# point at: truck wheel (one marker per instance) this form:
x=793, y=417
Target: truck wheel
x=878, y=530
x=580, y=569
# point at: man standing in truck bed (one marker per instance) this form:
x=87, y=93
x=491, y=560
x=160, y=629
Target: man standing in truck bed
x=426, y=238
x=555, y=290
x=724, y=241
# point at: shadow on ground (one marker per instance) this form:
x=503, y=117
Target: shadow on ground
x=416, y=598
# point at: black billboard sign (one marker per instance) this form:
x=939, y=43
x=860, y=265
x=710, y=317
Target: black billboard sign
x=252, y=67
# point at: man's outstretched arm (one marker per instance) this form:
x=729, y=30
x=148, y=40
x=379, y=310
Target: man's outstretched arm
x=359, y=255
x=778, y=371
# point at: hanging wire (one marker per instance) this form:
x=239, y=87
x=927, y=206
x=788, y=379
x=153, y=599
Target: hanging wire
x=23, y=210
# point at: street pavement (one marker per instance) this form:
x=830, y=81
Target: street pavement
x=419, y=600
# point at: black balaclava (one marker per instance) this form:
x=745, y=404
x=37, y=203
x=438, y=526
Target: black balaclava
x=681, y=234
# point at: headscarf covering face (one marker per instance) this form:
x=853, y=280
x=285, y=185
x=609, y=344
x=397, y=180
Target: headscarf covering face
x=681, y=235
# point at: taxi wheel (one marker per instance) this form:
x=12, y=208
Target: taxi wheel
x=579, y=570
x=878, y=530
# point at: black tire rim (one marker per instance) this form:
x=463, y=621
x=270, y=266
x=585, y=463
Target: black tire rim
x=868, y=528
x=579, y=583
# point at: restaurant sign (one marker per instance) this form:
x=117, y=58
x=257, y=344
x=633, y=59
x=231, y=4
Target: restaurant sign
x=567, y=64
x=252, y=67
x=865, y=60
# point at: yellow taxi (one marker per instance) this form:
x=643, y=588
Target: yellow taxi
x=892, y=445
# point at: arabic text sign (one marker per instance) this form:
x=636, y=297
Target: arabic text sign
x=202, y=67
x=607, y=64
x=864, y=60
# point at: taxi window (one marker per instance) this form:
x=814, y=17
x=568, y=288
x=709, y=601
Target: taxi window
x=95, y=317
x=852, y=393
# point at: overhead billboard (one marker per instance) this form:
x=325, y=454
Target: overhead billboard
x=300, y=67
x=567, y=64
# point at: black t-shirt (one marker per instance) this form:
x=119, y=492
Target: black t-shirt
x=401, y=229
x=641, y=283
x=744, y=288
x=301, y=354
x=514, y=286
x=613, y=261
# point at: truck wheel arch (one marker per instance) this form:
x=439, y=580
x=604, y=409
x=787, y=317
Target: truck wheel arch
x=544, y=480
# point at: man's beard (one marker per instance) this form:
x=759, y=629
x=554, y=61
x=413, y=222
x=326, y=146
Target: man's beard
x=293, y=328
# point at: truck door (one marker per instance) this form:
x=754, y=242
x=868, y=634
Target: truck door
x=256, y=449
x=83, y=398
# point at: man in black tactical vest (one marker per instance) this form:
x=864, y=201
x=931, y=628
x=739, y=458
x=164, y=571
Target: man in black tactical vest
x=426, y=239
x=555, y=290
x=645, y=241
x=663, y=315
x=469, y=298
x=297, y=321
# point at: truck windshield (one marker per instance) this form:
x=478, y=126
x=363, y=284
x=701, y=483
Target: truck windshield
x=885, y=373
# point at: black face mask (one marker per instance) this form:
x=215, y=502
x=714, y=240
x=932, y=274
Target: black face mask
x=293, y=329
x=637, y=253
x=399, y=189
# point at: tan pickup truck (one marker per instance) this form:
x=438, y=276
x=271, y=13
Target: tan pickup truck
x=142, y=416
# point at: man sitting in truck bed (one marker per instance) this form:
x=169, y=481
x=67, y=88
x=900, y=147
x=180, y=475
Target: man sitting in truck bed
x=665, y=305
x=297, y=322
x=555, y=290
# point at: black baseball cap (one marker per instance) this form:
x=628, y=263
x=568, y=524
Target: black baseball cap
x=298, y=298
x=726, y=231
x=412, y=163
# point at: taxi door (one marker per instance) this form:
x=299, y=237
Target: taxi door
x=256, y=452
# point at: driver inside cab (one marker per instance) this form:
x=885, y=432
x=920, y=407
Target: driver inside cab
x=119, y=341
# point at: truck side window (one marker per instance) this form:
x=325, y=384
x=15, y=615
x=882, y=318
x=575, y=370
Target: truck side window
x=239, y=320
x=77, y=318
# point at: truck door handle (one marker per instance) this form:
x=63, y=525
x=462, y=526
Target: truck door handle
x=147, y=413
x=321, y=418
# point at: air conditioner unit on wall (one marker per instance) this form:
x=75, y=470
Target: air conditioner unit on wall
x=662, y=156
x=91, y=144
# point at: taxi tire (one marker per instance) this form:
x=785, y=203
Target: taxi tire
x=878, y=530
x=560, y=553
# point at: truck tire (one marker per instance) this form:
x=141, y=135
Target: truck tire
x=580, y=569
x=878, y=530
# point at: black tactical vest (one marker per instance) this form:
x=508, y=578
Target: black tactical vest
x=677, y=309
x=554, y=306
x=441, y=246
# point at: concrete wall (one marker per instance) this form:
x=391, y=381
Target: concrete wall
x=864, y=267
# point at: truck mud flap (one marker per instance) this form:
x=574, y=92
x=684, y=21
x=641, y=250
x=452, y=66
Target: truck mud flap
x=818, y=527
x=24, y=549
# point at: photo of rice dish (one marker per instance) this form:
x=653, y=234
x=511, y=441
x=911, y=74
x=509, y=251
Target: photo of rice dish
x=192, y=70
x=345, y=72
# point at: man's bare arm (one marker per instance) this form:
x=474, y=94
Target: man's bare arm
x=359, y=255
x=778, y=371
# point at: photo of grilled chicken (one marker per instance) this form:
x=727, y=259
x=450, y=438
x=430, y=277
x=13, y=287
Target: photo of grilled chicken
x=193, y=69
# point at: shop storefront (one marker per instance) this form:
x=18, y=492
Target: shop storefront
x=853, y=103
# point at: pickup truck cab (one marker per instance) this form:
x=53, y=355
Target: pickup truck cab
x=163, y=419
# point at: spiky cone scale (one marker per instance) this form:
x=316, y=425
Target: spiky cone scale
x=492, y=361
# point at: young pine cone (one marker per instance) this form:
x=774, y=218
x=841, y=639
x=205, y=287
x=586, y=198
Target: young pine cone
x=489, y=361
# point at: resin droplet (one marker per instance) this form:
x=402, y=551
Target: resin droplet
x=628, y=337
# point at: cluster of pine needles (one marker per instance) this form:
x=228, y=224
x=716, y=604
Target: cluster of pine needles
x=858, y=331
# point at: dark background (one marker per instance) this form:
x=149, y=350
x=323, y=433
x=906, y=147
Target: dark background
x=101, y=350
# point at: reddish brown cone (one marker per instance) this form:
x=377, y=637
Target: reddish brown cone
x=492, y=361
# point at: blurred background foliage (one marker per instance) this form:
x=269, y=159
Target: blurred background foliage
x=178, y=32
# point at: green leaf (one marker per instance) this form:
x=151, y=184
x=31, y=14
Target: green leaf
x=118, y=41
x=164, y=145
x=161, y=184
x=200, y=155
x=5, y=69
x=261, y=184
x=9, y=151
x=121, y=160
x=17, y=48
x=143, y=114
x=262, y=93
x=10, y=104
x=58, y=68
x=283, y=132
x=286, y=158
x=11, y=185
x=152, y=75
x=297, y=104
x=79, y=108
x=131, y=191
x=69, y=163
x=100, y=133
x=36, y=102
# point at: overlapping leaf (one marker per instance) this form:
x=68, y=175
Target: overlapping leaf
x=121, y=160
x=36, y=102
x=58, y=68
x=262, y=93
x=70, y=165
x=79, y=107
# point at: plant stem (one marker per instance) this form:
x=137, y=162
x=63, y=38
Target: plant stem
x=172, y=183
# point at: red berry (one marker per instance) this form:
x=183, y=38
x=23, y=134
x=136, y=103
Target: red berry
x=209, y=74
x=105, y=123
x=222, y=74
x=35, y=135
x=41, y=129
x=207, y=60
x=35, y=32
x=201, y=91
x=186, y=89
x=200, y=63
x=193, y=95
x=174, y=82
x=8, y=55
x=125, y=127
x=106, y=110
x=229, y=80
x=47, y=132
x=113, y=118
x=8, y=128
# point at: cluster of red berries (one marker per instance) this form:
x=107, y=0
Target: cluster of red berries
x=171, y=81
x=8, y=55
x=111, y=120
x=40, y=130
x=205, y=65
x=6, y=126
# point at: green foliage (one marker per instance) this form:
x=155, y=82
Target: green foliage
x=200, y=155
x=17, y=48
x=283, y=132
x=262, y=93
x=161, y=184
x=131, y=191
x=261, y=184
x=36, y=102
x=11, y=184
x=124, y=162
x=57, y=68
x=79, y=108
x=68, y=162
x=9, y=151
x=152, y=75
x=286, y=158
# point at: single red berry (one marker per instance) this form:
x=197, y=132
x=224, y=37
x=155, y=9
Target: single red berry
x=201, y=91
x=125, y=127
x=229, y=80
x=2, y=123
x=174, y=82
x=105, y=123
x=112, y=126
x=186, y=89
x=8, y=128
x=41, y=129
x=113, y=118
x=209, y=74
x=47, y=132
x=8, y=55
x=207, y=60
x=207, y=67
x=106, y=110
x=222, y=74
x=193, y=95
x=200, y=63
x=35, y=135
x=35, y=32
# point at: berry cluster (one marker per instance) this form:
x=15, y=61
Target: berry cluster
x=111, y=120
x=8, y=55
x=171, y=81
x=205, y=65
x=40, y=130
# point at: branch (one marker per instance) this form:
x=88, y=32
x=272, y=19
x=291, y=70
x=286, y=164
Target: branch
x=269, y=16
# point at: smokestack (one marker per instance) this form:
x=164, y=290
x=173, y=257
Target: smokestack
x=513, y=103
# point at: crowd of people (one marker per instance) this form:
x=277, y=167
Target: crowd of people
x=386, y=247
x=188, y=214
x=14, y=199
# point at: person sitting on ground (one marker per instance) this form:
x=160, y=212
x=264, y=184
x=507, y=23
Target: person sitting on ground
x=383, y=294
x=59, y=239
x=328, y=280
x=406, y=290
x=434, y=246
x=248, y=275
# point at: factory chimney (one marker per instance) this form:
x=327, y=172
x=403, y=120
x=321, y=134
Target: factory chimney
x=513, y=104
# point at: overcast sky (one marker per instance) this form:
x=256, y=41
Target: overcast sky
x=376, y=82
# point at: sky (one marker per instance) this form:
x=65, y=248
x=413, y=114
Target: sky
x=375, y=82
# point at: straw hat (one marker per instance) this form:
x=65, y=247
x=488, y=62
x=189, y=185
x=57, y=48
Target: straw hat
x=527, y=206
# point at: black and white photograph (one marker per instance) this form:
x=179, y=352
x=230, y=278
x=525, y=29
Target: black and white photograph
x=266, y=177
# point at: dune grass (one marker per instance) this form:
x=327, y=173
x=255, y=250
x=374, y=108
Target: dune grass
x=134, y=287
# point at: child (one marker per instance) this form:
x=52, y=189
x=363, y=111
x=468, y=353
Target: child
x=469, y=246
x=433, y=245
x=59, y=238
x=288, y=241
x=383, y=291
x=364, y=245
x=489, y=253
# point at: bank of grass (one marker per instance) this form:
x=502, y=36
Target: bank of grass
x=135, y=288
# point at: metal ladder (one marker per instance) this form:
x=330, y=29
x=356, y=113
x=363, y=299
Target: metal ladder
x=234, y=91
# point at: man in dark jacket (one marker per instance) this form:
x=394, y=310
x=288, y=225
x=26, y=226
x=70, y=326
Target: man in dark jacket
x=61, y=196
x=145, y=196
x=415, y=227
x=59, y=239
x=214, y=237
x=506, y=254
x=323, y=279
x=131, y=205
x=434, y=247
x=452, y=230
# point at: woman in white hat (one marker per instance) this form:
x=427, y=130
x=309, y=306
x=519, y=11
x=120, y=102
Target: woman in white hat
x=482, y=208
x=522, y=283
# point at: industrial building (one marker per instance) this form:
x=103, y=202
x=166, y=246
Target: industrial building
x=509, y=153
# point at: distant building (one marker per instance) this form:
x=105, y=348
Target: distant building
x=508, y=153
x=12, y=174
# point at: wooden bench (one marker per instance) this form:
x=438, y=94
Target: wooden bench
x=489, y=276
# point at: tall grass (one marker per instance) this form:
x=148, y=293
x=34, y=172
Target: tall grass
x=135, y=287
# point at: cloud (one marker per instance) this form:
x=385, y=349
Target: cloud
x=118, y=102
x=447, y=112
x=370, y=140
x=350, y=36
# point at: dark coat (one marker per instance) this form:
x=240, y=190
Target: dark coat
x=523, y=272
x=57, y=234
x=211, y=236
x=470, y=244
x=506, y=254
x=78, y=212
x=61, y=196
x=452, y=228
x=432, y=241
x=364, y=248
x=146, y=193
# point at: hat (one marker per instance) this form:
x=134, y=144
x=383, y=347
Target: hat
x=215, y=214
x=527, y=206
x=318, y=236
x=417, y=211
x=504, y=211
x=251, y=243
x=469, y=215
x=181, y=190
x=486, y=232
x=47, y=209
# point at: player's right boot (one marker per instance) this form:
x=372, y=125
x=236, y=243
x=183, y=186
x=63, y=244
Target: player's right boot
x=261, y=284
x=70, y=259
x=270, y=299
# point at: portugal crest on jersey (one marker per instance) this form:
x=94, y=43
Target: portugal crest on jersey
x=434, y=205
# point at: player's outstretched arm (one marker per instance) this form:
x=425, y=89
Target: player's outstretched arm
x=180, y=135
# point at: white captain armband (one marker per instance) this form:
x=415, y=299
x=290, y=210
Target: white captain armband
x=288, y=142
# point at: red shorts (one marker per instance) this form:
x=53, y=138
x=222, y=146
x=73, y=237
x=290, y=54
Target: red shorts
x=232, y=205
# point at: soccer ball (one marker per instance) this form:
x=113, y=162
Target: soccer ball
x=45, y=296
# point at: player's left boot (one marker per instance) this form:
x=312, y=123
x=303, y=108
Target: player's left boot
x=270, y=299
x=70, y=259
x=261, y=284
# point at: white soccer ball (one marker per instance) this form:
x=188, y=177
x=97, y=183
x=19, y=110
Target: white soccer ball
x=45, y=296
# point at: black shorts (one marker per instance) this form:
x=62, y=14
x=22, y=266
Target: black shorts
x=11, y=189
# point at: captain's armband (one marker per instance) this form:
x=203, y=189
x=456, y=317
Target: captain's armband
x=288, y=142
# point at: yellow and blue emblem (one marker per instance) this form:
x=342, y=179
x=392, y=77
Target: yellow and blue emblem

────────────────────────────────────────

Problem details: Can you copy word for word everything from the first of the lines above down to the line containing "x=724, y=241", with both of those lines included?

Task response:
# point at: truck wheel (one marker per instance) this form:
x=793, y=417
Target: truck wheel
x=878, y=530
x=580, y=569
# point at: man standing in truck bed (one marker per instance) this form:
x=87, y=93
x=491, y=560
x=160, y=629
Target: man standing in truck bed
x=426, y=238
x=555, y=290
x=724, y=241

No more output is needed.